● TASK INPUTS:
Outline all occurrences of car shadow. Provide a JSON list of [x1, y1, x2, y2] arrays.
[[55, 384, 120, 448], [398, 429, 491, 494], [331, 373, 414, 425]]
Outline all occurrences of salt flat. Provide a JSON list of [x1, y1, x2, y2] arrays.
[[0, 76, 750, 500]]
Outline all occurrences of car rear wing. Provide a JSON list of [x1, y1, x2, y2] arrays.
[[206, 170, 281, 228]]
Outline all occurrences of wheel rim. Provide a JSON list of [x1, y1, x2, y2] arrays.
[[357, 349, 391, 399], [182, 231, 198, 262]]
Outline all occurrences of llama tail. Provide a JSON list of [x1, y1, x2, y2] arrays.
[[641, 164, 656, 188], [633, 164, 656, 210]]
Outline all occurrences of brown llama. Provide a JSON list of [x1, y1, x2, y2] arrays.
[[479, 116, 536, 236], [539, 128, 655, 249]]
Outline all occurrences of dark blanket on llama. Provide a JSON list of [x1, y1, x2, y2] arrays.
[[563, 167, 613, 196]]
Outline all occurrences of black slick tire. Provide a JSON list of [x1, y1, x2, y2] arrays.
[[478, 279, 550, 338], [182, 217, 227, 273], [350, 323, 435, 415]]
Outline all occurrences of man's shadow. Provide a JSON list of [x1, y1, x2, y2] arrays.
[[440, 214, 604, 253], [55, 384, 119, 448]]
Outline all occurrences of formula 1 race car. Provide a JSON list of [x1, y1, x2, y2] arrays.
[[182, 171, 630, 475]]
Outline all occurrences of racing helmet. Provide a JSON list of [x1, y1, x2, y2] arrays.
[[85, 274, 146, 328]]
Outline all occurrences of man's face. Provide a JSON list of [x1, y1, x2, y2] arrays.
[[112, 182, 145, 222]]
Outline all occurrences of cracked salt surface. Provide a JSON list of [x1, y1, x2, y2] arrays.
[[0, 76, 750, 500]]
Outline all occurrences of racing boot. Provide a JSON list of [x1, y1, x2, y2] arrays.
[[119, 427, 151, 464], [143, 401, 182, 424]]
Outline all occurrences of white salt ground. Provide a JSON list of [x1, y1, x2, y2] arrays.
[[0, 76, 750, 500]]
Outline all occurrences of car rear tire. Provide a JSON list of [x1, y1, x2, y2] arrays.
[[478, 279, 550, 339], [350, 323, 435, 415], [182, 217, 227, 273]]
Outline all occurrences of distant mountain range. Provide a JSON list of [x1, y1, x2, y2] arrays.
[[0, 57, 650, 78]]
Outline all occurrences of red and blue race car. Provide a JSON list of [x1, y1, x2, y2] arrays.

● WHAT NEEDS TO BE DONE: Copy out the entries word for word, from the line containing "Outline all occurrences of man's shadow." through the final line of the entries, with both of those lines included.

● CORRECT RESPONSE:
Outline all occurrences of man's shadow. Provide a JSON list of [x1, y1, x2, y2] arrays.
[[440, 214, 604, 253], [55, 384, 119, 448]]
Outline all occurrences of formula 1 race car. Provide a JSON list of [x1, y1, x2, y2] arrays.
[[182, 171, 630, 475]]
Outline all occurrences of racing helmet. Provide a JSON list of [x1, y1, x2, y2] arrays.
[[85, 274, 146, 328]]
Outline all occurrences of man's face. Provide a JSON list of [x1, y1, x2, y2] arrays.
[[112, 182, 145, 222]]
Outline all occurrences of cracked salt surface. Provide a JSON list of [x1, y1, x2, y2] arrays.
[[0, 76, 750, 500]]
Outline all occurrences of racing boot. Provide a JSON list of [x1, y1, x2, y2] arrays.
[[119, 427, 151, 464], [143, 401, 182, 424]]
Outline all occurrences of white salt ground. Provide a JSON list of [x1, y1, x2, y2] arrays.
[[0, 76, 750, 500]]
Outline all occurrences of car rear tire. Provide a JSON list of [x1, y1, x2, y2] arrays.
[[478, 279, 550, 339], [350, 323, 435, 415], [182, 217, 227, 273]]
Outline all occurrences of distant mountain range. Provide a JSON list of [x1, y1, x2, y2] arrays.
[[0, 57, 650, 78]]
Outline all occurrences of red and blue race car. Provide a JSON list of [x1, y1, x2, y2] arrays.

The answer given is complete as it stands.